Dataset entries:
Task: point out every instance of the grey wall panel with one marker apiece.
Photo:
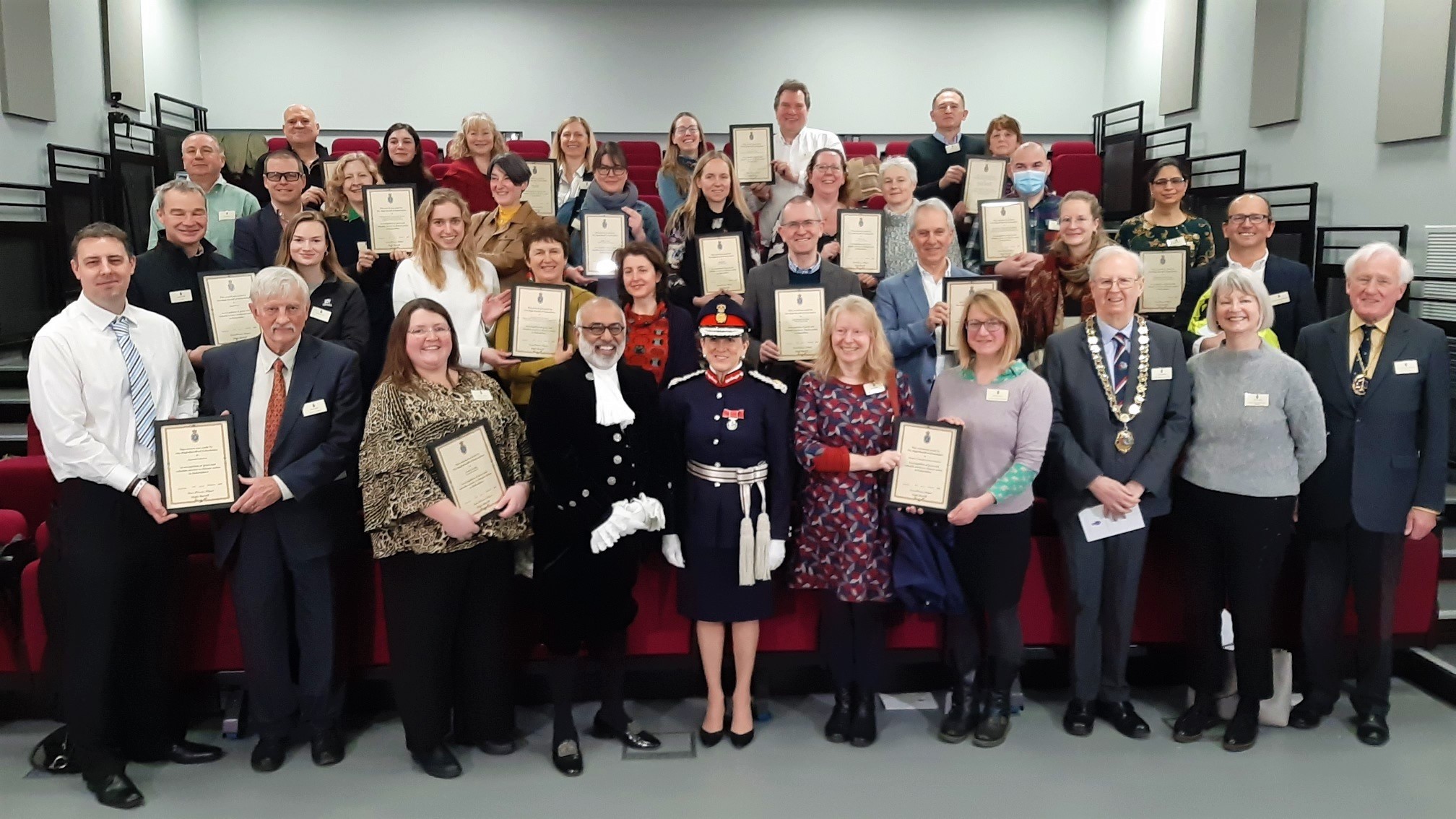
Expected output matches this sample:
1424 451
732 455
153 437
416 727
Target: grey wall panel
1279 61
1416 51
27 74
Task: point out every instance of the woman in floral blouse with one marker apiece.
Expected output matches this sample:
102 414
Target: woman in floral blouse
446 571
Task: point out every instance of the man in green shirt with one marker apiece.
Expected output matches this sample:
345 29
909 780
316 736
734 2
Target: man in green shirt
203 160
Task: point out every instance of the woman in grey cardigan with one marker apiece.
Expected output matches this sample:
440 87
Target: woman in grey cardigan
1258 430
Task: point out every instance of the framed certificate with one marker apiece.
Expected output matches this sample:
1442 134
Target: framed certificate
226 295
602 233
862 240
468 469
930 471
752 153
800 316
956 292
719 263
1164 274
196 469
539 319
1004 229
540 193
984 181
391 214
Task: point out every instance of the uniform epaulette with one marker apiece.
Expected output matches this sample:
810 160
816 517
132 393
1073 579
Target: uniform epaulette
680 379
771 381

Instructions for the task:
Can you lay out every line of the records above as a JSON list of strings, one string per line, with blank lines dropped and the pictures left out?

Written reply:
[
  "Task: point out every instance of the grey wall panel with one marker apiece.",
  "Photo:",
  "Expected output matches this sample:",
  "1424 451",
  "732 455",
  "153 437",
  "416 727",
  "Target: grey wall panel",
  "1279 61",
  "1416 51",
  "27 74",
  "Task: point out every instance of the woman in floral blouse with one marker apiece.",
  "Expected output matches this sample:",
  "102 414",
  "Target: woman in floral blouse",
  "446 571",
  "Task: point out every instance of the man in green shirt with one marker apiece.",
  "Expected output matches this sample:",
  "345 29",
  "909 780",
  "316 736",
  "734 2",
  "Target: man in green shirt",
  "203 160",
  "Task: point out every instance of the woman in grey cardigan with one marker apiece.",
  "Expected output matches this sample:",
  "440 87",
  "Target: woman in grey cardigan",
  "1258 430",
  "Task: point out every instance of the framed certificate with one marker apiece.",
  "Expected output matches this sample:",
  "1442 134",
  "Target: framed certificate",
  "226 295",
  "602 233",
  "862 240",
  "468 469",
  "930 471",
  "752 153",
  "800 316",
  "956 292",
  "719 263",
  "1164 274",
  "196 469",
  "539 319",
  "1004 229",
  "540 193",
  "984 181",
  "391 214",
  "Task: point out every instance of the uniform epaulette with one marker apiece.",
  "Expected output matches this sample:",
  "810 160",
  "816 517",
  "132 393",
  "1073 579",
  "Target: uniform epaulette",
  "680 379",
  "771 381"
]